_What you should do_
Identify every line among the items below that contains the word "fluffy", and copy each such line in full.

_Data entries_
------------------------

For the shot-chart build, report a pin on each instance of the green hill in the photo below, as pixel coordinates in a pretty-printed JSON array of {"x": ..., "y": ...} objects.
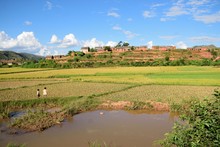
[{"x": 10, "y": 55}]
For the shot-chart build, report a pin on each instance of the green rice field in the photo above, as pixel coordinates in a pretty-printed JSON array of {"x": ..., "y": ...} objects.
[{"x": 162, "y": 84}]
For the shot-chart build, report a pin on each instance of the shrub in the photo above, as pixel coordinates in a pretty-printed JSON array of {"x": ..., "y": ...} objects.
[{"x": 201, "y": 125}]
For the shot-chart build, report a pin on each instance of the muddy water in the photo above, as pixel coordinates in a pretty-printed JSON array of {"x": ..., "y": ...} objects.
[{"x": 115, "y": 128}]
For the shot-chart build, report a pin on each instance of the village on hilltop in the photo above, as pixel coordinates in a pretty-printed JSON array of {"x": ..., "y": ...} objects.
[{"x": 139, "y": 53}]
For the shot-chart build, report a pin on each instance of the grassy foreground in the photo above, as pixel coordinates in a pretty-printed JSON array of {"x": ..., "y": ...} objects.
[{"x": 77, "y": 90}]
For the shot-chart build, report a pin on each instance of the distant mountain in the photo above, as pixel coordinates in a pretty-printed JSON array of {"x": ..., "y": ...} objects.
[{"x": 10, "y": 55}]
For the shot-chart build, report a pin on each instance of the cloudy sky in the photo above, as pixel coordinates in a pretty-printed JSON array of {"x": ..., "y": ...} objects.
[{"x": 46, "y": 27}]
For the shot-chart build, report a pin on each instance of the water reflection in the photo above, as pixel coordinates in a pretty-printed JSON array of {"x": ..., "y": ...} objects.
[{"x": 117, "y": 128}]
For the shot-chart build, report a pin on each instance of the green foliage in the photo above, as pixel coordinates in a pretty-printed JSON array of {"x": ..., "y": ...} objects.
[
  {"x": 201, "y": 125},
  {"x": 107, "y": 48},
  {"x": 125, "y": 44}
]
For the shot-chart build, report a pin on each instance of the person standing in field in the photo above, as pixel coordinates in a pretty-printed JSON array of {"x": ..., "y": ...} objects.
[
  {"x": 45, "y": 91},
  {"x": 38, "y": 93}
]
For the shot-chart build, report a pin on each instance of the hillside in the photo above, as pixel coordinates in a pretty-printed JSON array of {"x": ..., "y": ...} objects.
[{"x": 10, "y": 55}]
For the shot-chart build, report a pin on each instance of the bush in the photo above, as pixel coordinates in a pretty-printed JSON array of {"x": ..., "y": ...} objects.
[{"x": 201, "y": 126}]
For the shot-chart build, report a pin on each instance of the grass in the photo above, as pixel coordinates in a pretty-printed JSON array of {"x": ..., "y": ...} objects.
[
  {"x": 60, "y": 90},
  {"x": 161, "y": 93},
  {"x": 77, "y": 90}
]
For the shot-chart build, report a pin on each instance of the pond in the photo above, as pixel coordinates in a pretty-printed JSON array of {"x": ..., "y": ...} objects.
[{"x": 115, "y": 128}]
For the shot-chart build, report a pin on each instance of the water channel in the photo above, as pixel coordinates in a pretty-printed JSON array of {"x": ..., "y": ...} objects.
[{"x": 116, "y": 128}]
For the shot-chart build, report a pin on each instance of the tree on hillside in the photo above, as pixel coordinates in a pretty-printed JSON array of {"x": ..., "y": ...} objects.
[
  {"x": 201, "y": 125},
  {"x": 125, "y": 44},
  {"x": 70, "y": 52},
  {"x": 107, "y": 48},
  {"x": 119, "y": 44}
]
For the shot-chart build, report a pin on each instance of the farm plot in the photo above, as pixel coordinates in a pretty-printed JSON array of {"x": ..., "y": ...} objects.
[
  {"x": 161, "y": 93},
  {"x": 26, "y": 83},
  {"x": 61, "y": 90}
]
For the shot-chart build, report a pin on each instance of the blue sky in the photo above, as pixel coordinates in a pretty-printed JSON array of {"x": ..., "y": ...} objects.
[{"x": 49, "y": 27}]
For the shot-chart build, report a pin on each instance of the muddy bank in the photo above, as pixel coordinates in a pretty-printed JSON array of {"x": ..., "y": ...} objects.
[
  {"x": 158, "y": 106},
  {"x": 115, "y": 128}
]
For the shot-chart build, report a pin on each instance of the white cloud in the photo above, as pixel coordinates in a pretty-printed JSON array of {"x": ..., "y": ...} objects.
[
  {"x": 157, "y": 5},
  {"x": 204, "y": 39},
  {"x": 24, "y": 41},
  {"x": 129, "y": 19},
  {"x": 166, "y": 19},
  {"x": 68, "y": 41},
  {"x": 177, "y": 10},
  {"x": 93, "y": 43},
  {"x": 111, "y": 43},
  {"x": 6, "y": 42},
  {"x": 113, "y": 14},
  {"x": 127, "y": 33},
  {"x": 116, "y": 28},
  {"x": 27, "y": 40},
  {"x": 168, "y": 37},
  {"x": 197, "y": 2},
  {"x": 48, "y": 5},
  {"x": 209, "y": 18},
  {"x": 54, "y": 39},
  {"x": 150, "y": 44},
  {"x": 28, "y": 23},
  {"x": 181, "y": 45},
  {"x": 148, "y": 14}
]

------------------------

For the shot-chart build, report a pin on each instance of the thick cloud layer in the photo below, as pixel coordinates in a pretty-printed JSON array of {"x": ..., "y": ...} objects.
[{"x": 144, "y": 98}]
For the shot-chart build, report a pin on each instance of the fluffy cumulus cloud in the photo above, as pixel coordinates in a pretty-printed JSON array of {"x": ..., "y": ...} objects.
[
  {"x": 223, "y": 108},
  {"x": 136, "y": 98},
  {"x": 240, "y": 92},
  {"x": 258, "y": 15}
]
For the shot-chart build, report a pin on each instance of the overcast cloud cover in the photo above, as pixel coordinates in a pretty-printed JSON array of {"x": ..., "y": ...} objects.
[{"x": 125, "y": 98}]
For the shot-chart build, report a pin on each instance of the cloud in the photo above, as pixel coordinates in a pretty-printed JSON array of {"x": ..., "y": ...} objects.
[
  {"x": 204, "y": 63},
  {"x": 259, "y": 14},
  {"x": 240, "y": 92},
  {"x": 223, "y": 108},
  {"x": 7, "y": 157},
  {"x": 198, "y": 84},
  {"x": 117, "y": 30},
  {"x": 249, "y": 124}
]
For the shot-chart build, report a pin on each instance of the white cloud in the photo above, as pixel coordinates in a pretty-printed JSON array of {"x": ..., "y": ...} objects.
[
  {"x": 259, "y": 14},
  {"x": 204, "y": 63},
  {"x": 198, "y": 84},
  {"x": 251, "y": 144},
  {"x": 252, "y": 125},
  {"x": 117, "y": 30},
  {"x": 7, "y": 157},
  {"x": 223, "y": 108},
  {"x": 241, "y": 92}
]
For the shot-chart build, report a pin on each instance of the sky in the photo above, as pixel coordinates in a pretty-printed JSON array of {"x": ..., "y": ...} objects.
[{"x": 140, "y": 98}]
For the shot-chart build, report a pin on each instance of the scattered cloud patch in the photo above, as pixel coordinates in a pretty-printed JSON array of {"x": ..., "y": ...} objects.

------------------------

_Exercise result_
For the shot-chart build, report a pin on each instance of the fluffy cumulus cloud in the photo above, as pixel coordinates in a pretty-printed JSON array of {"x": ..., "y": ...} objects.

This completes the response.